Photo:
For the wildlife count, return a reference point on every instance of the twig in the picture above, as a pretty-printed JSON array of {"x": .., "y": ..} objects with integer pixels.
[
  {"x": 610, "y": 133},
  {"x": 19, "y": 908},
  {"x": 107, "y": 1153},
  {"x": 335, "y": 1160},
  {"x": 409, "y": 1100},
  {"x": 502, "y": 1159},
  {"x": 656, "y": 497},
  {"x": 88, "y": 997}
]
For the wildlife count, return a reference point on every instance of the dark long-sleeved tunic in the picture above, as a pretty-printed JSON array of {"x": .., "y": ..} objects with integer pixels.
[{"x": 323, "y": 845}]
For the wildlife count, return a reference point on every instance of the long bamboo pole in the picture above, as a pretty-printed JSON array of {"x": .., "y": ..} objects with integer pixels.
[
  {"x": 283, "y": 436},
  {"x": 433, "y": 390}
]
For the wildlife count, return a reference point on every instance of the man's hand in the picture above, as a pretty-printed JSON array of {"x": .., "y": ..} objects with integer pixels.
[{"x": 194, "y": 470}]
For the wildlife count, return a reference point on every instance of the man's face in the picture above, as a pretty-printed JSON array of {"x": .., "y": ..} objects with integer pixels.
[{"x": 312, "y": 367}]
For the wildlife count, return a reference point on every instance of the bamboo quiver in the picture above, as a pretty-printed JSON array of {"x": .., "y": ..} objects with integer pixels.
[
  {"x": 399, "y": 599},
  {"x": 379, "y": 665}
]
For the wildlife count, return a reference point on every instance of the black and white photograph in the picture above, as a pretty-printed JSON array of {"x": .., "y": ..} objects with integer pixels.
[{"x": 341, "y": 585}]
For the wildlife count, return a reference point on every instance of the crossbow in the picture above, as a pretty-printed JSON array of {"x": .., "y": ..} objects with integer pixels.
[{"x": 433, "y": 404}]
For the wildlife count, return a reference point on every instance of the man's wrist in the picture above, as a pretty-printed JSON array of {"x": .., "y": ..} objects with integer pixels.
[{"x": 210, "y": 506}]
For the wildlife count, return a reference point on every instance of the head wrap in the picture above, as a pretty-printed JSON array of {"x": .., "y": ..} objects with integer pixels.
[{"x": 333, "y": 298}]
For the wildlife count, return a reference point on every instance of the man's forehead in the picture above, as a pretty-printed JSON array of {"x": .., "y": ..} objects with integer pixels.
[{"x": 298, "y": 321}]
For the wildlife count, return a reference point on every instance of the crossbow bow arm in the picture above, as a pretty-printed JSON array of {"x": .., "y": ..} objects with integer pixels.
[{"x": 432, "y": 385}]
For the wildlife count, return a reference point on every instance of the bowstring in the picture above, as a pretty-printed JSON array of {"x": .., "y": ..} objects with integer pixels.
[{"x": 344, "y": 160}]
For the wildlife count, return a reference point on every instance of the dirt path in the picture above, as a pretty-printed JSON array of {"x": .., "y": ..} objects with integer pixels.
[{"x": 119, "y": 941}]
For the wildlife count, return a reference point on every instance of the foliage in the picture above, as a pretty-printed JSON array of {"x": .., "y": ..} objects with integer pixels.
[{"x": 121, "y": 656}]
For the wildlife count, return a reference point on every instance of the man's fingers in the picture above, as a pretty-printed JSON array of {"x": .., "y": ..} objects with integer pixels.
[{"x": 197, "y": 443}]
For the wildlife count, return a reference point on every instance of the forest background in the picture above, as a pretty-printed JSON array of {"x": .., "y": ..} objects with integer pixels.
##########
Rewrite every line from the line with "of the dirt" through the end of the items, keeping all wording the same. Multiply each coordinate in the answers by 0.65 and round to whole numbers, with halves rounded up.

For the wildlife count, return a reference point on every instance of the dirt path in the picture above, as a pretty-printed JSON array of {"x": .., "y": ..} objects with integer pixels.
[{"x": 77, "y": 612}]
For the wildlife count, return a reference point on every instance of the foliage in the picture above, as a pretty-printed JSON array of {"x": .., "y": ..} objects with integer pixels.
[{"x": 79, "y": 426}]
For the wildlife count, return a reference point on every instance of the man's fingers in the picture above, as a pretty-printed JSON array of {"x": .., "y": ..} objects with integer pixels.
[{"x": 128, "y": 288}]
For the wildlife count, return a reference point on every instance of the forest background in the picture above, as a pretty-printed JSON array of {"x": .., "y": ..} objects with integer pixels.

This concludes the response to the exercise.